• Activity
Starting at the line that contains "the specified pebble", print every remaining line of the entries, unchanged, and output nothing more.
[[ Supplied material, beginning ]]
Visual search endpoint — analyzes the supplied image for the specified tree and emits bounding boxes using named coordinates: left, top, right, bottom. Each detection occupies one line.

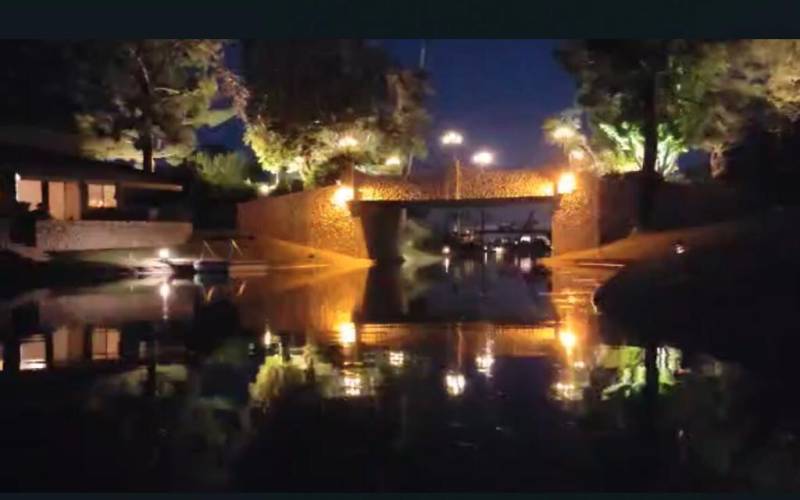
left=76, top=40, right=247, bottom=172
left=189, top=150, right=254, bottom=190
left=0, top=40, right=247, bottom=171
left=241, top=40, right=430, bottom=187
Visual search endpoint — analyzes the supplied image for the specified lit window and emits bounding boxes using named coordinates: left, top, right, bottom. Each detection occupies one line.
left=16, top=178, right=43, bottom=210
left=88, top=184, right=117, bottom=208
left=91, top=327, right=120, bottom=360
left=20, top=336, right=46, bottom=371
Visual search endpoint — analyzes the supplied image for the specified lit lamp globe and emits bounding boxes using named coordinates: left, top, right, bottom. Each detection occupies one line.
left=441, top=130, right=464, bottom=146
left=471, top=150, right=494, bottom=167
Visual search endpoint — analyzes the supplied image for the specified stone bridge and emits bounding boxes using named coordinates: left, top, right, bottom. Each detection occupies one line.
left=238, top=165, right=596, bottom=263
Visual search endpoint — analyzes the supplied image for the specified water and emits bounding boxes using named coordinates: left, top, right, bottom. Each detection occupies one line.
left=0, top=254, right=798, bottom=491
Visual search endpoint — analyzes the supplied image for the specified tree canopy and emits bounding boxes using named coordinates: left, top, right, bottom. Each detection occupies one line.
left=0, top=40, right=246, bottom=172
left=241, top=40, right=430, bottom=186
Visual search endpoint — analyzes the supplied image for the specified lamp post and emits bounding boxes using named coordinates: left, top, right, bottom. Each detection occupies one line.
left=441, top=130, right=465, bottom=234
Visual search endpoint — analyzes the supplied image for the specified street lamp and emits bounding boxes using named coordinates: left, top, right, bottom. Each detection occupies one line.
left=471, top=150, right=494, bottom=167
left=551, top=125, right=576, bottom=142
left=441, top=130, right=464, bottom=146
left=385, top=155, right=402, bottom=167
left=337, top=135, right=359, bottom=149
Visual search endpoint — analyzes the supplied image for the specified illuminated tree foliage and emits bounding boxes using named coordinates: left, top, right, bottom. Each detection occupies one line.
left=241, top=40, right=430, bottom=187
left=189, top=150, right=254, bottom=190
left=0, top=40, right=246, bottom=172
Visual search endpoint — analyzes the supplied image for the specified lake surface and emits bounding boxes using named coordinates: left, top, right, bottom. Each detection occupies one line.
left=0, top=254, right=799, bottom=491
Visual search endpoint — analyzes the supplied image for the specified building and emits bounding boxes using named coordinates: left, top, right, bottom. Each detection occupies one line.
left=0, top=145, right=193, bottom=254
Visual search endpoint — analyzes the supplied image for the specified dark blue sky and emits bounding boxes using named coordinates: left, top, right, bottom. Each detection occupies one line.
left=199, top=40, right=576, bottom=169
left=378, top=39, right=575, bottom=168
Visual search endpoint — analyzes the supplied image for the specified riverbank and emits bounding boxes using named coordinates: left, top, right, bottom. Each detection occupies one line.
left=571, top=207, right=800, bottom=374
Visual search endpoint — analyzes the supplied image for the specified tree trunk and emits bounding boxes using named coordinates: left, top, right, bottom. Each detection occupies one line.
left=142, top=115, right=154, bottom=173
left=639, top=72, right=659, bottom=230
left=709, top=146, right=727, bottom=178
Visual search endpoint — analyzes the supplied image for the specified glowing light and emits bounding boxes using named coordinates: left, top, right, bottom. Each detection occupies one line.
left=385, top=155, right=402, bottom=166
left=494, top=246, right=504, bottom=253
left=674, top=243, right=686, bottom=255
left=332, top=186, right=354, bottom=208
left=559, top=330, right=577, bottom=352
left=471, top=150, right=495, bottom=167
left=552, top=125, right=576, bottom=142
left=441, top=130, right=464, bottom=146
left=337, top=135, right=359, bottom=148
left=389, top=351, right=405, bottom=367
left=342, top=372, right=362, bottom=397
left=557, top=172, right=577, bottom=194
left=519, top=257, right=533, bottom=273
left=263, top=326, right=272, bottom=347
left=519, top=235, right=532, bottom=243
left=442, top=245, right=451, bottom=255
left=476, top=353, right=495, bottom=376
left=157, top=248, right=170, bottom=260
left=258, top=183, right=272, bottom=195
left=443, top=256, right=451, bottom=274
left=159, top=282, right=171, bottom=300
left=338, top=322, right=357, bottom=345
left=445, top=371, right=466, bottom=396
left=569, top=148, right=586, bottom=161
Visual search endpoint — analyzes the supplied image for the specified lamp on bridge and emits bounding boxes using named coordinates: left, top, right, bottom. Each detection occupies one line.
left=557, top=171, right=577, bottom=195
left=471, top=149, right=495, bottom=167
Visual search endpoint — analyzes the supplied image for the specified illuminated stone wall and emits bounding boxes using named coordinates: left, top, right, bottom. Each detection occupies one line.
left=238, top=186, right=371, bottom=260
left=551, top=173, right=600, bottom=255
left=35, top=220, right=192, bottom=252
left=355, top=165, right=556, bottom=201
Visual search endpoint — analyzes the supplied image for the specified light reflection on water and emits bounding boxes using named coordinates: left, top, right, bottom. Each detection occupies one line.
left=0, top=257, right=796, bottom=491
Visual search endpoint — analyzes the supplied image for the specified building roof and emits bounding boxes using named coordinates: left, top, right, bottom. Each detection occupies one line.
left=1, top=145, right=184, bottom=191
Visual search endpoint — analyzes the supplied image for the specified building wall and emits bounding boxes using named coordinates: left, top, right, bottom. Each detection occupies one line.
left=551, top=173, right=600, bottom=255
left=238, top=186, right=371, bottom=260
left=35, top=220, right=192, bottom=252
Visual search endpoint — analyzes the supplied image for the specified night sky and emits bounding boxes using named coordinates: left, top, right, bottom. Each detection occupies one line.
left=199, top=39, right=576, bottom=170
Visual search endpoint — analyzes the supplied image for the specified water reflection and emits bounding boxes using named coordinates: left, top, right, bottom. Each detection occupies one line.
left=0, top=256, right=797, bottom=491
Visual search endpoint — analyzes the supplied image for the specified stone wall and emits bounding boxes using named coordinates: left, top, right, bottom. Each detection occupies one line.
left=354, top=165, right=556, bottom=201
left=550, top=173, right=758, bottom=255
left=551, top=173, right=600, bottom=255
left=35, top=220, right=192, bottom=252
left=238, top=186, right=371, bottom=260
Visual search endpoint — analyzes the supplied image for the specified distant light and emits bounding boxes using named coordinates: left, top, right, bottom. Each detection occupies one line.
left=385, top=155, right=403, bottom=167
left=159, top=282, right=171, bottom=300
left=442, top=245, right=451, bottom=255
left=332, top=186, right=354, bottom=208
left=14, top=173, right=21, bottom=182
left=494, top=246, right=504, bottom=253
left=157, top=248, right=170, bottom=260
left=559, top=330, right=577, bottom=351
left=445, top=371, right=466, bottom=397
left=389, top=351, right=405, bottom=367
left=337, top=135, right=359, bottom=149
left=443, top=256, right=451, bottom=273
left=472, top=150, right=494, bottom=167
left=519, top=257, right=533, bottom=273
left=441, top=130, right=464, bottom=146
left=519, top=235, right=532, bottom=243
left=338, top=322, right=357, bottom=345
left=342, top=371, right=362, bottom=397
left=674, top=242, right=686, bottom=255
left=569, top=148, right=586, bottom=162
left=476, top=353, right=495, bottom=376
left=258, top=184, right=272, bottom=195
left=263, top=326, right=272, bottom=347
left=557, top=172, right=577, bottom=194
left=552, top=125, right=576, bottom=141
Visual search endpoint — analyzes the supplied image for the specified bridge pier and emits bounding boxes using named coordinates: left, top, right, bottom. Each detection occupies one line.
left=354, top=203, right=404, bottom=263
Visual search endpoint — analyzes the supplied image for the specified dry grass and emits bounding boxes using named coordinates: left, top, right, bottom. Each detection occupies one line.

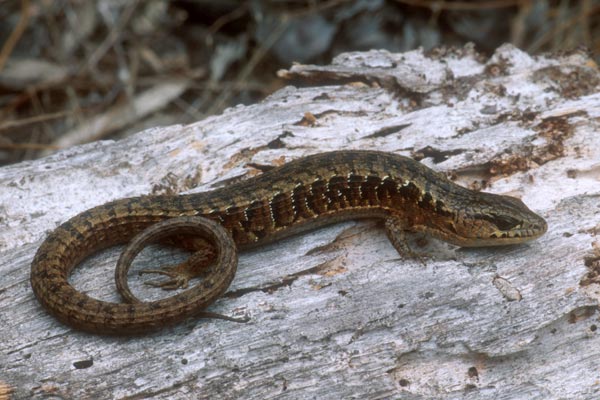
left=0, top=0, right=597, bottom=166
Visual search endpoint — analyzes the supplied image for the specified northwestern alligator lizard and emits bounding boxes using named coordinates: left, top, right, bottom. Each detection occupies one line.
left=30, top=150, right=547, bottom=334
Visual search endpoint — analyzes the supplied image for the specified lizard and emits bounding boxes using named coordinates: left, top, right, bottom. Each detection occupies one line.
left=30, top=150, right=547, bottom=334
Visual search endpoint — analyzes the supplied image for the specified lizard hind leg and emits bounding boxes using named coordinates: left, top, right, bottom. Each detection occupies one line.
left=139, top=236, right=217, bottom=291
left=114, top=216, right=249, bottom=323
left=138, top=243, right=217, bottom=290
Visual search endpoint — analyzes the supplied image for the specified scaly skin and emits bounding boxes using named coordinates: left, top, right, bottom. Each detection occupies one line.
left=30, top=150, right=547, bottom=334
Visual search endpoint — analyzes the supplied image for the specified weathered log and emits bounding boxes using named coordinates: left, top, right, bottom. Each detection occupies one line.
left=1, top=44, right=599, bottom=399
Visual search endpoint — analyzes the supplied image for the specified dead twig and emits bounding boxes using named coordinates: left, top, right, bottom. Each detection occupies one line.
left=204, top=17, right=289, bottom=117
left=51, top=79, right=190, bottom=149
left=0, top=110, right=73, bottom=133
left=393, top=0, right=522, bottom=11
left=0, top=0, right=31, bottom=72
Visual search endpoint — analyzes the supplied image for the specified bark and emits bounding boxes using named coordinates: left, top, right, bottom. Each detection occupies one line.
left=1, top=44, right=600, bottom=400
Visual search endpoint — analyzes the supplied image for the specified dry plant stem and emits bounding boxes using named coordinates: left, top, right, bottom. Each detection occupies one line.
left=0, top=143, right=59, bottom=151
left=83, top=0, right=139, bottom=73
left=207, top=3, right=250, bottom=38
left=0, top=110, right=72, bottom=132
left=0, top=0, right=30, bottom=72
left=52, top=80, right=189, bottom=149
left=393, top=0, right=522, bottom=11
left=204, top=17, right=289, bottom=117
left=528, top=3, right=600, bottom=52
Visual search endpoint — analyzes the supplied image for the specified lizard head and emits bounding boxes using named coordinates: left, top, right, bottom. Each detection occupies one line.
left=425, top=191, right=547, bottom=247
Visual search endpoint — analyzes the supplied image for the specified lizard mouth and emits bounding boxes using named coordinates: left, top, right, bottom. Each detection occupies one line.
left=469, top=209, right=547, bottom=243
left=477, top=218, right=547, bottom=246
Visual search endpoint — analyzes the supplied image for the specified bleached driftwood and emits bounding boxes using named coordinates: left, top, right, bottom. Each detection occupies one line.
left=1, top=44, right=600, bottom=399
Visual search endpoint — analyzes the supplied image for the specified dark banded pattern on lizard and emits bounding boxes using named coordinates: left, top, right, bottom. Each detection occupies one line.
left=30, top=150, right=547, bottom=334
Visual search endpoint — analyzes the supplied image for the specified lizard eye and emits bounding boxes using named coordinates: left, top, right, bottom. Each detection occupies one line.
left=472, top=213, right=520, bottom=231
left=491, top=215, right=520, bottom=231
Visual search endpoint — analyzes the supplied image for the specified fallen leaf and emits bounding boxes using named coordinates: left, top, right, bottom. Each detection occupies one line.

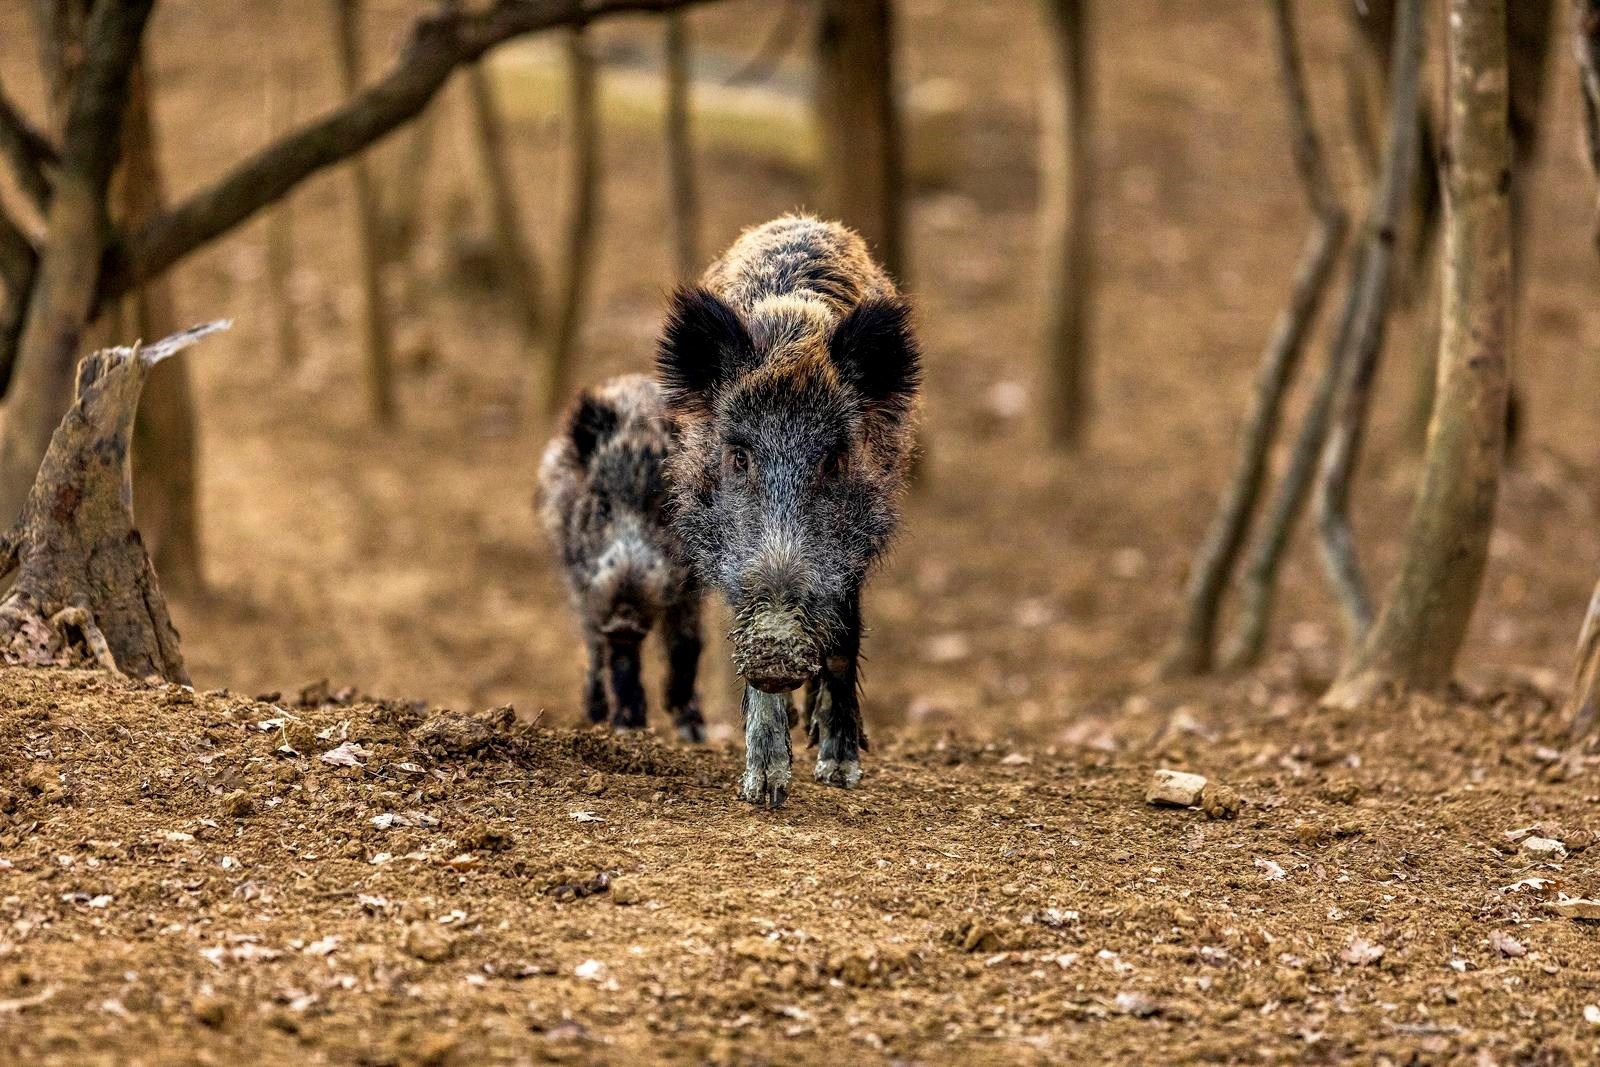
left=319, top=741, right=371, bottom=768
left=1488, top=930, right=1526, bottom=958
left=569, top=811, right=604, bottom=823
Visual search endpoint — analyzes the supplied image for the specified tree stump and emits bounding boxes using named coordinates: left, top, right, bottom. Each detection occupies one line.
left=0, top=320, right=228, bottom=683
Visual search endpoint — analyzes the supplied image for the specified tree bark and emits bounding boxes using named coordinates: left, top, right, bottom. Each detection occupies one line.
left=0, top=0, right=155, bottom=528
left=664, top=11, right=701, bottom=279
left=537, top=28, right=602, bottom=426
left=1324, top=0, right=1511, bottom=708
left=1160, top=0, right=1346, bottom=678
left=1038, top=0, right=1094, bottom=451
left=0, top=322, right=225, bottom=683
left=814, top=0, right=906, bottom=283
left=118, top=60, right=204, bottom=596
left=329, top=0, right=398, bottom=427
left=1312, top=0, right=1423, bottom=645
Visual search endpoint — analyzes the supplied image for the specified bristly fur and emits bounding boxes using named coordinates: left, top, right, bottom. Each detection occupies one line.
left=536, top=374, right=705, bottom=739
left=653, top=214, right=922, bottom=798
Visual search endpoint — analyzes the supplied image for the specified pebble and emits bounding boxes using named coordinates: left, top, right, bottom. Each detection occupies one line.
left=1521, top=836, right=1567, bottom=862
left=1200, top=784, right=1242, bottom=820
left=402, top=923, right=454, bottom=963
left=221, top=790, right=254, bottom=818
left=1147, top=769, right=1208, bottom=807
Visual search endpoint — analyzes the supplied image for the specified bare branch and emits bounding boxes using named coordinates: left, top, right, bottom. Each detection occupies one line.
[[ Supplied material, end ]]
• Expected output
Visual search endpoint — analyzes the supplied image for the specified pebble and emits bounding boxes using named coordinates: left, top, right, bottom. Each detection occupies one line.
left=1521, top=836, right=1567, bottom=862
left=1200, top=784, right=1242, bottom=820
left=402, top=923, right=454, bottom=963
left=221, top=790, right=254, bottom=818
left=1147, top=769, right=1208, bottom=807
Visual search endpoint — analyzes the supplied image for the specified bare branch and emits bounding boxes using named coordinates: left, top, right, bottom. Each detection occupies one line.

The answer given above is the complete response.